Work instructions:
Please reproduce the lines below verbatim, beginning with the line that contains "At your earliest convenience, please identify the red truck" and continuing through the final line, with both of those lines included and nothing else.

Data provided:
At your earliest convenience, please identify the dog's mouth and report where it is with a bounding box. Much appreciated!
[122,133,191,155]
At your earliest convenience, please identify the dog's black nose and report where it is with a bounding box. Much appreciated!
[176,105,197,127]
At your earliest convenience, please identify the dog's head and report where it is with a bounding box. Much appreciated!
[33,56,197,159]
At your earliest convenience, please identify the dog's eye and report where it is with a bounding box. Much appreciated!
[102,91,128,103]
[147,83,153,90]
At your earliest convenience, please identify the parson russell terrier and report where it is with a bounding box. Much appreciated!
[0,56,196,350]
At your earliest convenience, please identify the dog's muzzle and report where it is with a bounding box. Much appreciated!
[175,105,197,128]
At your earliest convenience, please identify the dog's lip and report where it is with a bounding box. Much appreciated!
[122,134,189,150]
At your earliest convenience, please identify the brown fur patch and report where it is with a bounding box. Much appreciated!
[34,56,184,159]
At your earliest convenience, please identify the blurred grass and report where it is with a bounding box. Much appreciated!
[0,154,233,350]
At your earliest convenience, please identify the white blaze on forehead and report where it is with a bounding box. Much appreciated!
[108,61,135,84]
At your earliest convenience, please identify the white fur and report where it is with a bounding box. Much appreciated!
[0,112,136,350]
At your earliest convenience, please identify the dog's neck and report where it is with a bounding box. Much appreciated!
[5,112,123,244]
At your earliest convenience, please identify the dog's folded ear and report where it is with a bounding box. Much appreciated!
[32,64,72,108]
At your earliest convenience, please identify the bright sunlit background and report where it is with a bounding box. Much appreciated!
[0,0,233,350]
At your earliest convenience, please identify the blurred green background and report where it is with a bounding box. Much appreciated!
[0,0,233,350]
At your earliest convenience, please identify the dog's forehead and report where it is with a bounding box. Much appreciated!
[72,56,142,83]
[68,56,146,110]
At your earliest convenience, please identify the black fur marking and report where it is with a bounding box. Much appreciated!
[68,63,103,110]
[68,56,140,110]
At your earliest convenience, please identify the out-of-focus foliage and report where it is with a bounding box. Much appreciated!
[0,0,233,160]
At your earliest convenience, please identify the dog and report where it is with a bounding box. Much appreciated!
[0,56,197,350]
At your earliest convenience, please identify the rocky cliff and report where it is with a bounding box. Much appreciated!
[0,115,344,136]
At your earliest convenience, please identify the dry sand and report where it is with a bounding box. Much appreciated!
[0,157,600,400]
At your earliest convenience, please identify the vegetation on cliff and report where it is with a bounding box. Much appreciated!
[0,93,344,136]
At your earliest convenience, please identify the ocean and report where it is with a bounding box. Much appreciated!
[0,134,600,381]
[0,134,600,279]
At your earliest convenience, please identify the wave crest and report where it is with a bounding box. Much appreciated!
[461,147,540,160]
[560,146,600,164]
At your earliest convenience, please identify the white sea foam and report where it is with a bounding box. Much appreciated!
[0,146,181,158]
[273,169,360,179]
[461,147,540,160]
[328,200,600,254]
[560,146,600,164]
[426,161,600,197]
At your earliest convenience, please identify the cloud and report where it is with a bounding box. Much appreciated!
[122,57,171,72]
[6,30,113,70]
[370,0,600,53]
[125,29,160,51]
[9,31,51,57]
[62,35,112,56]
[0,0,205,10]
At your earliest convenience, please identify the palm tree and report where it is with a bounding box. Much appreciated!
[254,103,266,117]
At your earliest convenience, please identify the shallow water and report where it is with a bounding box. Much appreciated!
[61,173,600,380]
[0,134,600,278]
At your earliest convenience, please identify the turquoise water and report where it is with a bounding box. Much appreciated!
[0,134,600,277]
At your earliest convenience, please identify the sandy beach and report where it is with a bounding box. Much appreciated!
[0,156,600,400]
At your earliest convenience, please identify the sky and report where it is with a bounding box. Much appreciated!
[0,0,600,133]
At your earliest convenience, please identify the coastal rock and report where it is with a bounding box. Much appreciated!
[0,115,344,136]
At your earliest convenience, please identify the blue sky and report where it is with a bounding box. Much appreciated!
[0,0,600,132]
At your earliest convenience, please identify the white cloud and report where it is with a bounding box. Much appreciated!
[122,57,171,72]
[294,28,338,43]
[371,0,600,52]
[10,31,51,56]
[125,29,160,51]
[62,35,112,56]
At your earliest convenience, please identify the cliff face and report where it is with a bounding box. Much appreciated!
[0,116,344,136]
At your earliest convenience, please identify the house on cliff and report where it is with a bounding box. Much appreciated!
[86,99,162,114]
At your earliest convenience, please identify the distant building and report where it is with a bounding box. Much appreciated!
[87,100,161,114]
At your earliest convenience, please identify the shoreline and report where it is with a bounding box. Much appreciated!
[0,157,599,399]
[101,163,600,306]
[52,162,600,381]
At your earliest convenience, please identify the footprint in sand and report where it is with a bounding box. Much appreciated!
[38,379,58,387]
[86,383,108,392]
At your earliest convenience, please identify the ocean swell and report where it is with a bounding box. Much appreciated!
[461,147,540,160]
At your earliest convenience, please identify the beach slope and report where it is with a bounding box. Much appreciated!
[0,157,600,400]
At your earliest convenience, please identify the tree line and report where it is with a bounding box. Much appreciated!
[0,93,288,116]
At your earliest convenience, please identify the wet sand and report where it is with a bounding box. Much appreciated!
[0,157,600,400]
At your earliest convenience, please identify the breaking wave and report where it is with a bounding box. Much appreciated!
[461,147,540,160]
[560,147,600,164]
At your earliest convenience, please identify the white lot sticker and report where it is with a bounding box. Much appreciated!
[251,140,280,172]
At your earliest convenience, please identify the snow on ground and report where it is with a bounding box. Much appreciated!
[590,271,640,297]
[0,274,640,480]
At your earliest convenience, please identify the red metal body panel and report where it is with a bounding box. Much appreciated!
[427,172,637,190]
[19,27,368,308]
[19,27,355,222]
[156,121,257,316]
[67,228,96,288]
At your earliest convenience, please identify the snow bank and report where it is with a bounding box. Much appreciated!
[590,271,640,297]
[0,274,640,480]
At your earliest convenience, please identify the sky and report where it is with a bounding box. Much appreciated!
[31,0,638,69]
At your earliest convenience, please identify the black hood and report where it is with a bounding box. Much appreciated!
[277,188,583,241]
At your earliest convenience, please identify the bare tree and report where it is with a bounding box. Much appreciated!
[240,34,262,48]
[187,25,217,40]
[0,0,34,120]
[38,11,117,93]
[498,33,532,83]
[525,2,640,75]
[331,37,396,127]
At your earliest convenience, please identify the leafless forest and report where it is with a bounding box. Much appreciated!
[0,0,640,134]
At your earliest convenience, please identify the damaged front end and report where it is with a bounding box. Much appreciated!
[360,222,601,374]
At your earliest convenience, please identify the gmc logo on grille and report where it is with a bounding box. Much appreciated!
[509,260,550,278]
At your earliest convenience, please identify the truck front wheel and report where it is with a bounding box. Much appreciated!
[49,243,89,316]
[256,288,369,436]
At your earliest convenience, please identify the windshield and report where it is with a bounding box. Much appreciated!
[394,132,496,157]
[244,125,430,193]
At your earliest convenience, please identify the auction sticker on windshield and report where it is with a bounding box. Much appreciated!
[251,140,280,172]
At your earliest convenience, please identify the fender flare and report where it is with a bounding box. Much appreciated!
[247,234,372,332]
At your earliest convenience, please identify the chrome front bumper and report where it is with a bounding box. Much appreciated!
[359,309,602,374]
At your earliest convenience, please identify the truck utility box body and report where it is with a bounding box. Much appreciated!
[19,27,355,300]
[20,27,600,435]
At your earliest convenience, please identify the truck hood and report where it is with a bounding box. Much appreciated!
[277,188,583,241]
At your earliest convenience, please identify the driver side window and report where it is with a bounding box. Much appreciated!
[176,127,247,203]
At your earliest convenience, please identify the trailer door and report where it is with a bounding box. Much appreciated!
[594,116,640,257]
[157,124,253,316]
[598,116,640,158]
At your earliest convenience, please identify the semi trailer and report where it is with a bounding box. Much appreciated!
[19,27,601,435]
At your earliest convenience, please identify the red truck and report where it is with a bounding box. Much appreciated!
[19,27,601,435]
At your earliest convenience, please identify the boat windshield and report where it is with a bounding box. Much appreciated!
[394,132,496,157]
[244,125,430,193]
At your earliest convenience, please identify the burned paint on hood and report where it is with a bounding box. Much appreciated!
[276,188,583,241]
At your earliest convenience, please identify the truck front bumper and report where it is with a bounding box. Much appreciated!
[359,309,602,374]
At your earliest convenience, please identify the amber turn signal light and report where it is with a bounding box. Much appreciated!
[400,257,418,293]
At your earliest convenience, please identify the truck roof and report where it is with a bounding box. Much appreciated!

Written response:
At your earliest convenience, please identify the red truck and report where it is with a bounding box. Much appreciated!
[19,27,601,435]
At your earliest convenience, please identify the boat windshield and report where it is with a bounding box. Much appreciated!
[394,132,496,157]
[244,125,430,193]
At your earliest convenience, please identify the burned paint on hood and report where it is with a bounding box. Much appreciated!
[276,188,583,241]
At your earliest convenience, please identify the truck front bumper and report where it is with a bounding box. Much appreciated!
[359,309,602,374]
At your earliest convenience, please identify the amber turn signal light and report where it is with a bounding box. Much appreciated!
[400,257,418,293]
At your earliest convenience, please identify the truck roof and report where it is with a bounding box. Much appreciated!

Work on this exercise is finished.